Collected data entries
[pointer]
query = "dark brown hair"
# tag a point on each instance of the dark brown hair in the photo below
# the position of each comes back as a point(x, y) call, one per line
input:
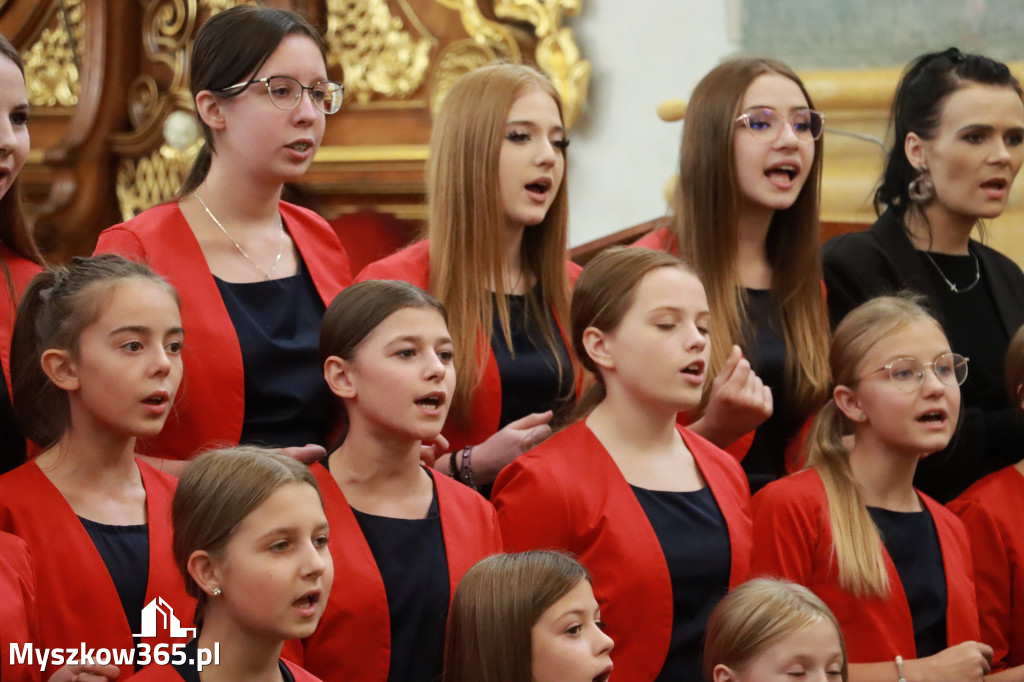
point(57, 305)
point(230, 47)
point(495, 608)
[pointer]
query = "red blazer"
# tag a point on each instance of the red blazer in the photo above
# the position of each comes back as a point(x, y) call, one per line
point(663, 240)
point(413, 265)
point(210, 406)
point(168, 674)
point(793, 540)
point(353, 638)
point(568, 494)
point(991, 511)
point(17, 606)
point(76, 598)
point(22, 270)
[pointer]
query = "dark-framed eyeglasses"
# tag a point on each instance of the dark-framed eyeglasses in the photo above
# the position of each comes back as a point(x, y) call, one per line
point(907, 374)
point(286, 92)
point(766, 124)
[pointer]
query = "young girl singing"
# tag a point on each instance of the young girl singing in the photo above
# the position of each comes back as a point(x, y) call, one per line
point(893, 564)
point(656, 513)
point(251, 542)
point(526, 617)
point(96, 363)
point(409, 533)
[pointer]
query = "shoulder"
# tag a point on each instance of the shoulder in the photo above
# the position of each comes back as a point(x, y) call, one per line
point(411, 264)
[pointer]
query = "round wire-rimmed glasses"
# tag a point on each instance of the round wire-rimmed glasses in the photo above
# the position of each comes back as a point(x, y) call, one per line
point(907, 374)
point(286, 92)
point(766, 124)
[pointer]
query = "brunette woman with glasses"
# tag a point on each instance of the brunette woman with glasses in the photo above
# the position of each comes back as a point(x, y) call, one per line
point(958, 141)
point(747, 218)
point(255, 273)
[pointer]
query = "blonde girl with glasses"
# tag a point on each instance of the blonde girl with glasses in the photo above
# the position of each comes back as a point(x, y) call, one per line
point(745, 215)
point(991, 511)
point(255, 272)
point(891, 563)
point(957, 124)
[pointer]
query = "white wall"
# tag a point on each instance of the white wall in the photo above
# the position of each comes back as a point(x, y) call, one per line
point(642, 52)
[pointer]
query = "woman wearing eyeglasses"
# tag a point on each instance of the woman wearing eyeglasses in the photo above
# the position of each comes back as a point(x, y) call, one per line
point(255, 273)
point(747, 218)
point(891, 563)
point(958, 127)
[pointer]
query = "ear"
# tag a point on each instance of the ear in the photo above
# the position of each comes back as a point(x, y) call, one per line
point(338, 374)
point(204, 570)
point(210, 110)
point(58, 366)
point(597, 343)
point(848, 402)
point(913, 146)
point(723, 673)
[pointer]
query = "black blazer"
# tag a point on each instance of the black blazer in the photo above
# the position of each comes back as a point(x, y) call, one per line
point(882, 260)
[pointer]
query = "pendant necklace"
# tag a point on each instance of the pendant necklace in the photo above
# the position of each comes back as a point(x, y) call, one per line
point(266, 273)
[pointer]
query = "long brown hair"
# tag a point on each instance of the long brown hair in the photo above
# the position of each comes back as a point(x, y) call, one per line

- **Short exercise**: Render the lines of these records as a numbered list, skipping blank lines. Leave the pictures out of your answer.

- **Response to this exercise**:
1. [pointer]
2. query = "dark brown hair"
3. # tag a point on each instance of the dark brown hair in the photo below
4. # the position of each comes back as a point(x, y) call, one per line
5. input:
6. point(57, 305)
7. point(230, 47)
8. point(495, 608)
9. [pointer]
10. query = "red blazer"
11. # tag a point on each instance of the red blazer in the photo above
12. # the position of each comes back as a point(x, y) call, one per line
13. point(663, 240)
14. point(413, 265)
15. point(210, 406)
16. point(168, 674)
17. point(793, 540)
18. point(353, 638)
19. point(568, 494)
20. point(991, 511)
21. point(17, 606)
22. point(76, 598)
23. point(22, 270)
24. [pointer]
25. query = "dark-framed eyeglasses"
26. # tag a point on each instance of the dark-framed eyeglasses in the photo above
27. # the position of each comes back as a point(x, y) call, one per line
28. point(907, 374)
29. point(286, 92)
30. point(766, 124)
31. [pointer]
32. query = "young girl singing"
33. # tag a point on each instance of the young girl singing in the photo above
34. # the position of each comes back as a point(x, y) call, one per line
35. point(893, 564)
36. point(656, 513)
37. point(251, 542)
38. point(526, 617)
39. point(96, 363)
40. point(409, 533)
41. [pointer]
42. query = "shoulder"
43. # tag a point on each instance of the shoulder in the photo above
44. # the position of each comes back as a point(x, y) call, one per line
45. point(411, 264)
46. [pointer]
47. query = "round wire-rimmed glasses"
48. # tag a point on each instance of the round wire-rimmed glasses in the photo above
49. # the position of each comes back as a point(x, y) call, one per line
50. point(907, 374)
51. point(286, 92)
52. point(766, 124)
53. [pointer]
54. query = "brunette woman with glasses"
55. # tag a point on each instance of the brunette woman with glasses in the photo above
56. # the position of each comes back as a point(x, y) call, one per line
57. point(958, 141)
58. point(747, 218)
59. point(255, 273)
60. [pointer]
61. query = "blonde girl with glasses"
62. # tag a point on each instance of the blonde girl with glasses in the photo above
63. # the position of each comes back as a point(x, y) call, one per line
64. point(745, 215)
65. point(991, 511)
66. point(255, 272)
67. point(891, 563)
68. point(957, 124)
69. [pointer]
70. query = "white wall"
71. # tag a point on each instance of the white wall in the photo above
72. # the position of each comes back as a point(x, y) call, one per line
73. point(642, 52)
74. [pointer]
75. query = "woman wearing eyeglasses"
76. # tag a point on each instance of the woman wearing eyeglasses in the photo above
77. # the position of each comes back as a point(x, y) call, one per line
78. point(255, 273)
79. point(747, 218)
80. point(891, 563)
81. point(958, 127)
82. [pointer]
83. query = "ear"
84. # tag a point on each instance of the ear in the photo above
85. # the position of each comes back as a point(x, y) call, one per line
86. point(338, 374)
87. point(204, 570)
88. point(210, 110)
89. point(58, 366)
90. point(597, 343)
91. point(848, 402)
92. point(913, 146)
93. point(723, 673)
94. [pointer]
95. query = "black blazer"
96. # tag a point on each instance of the black blazer in the photo above
97. # the position of each comes back as a point(x, y) call, one per line
98. point(882, 260)
99. [pointer]
100. query = "pendant necklace"
101. # tag a point on each instance of the pendant necklace in the photo above
102. # the position of each comes back as a point(x, y) call, one per line
103. point(266, 273)
104. [pointer]
105. query = "long brown hair"
106. # tag a point on each instance of the long brown hair in the photo above
107. # the position of each comes back as a point(x, y) call, one per line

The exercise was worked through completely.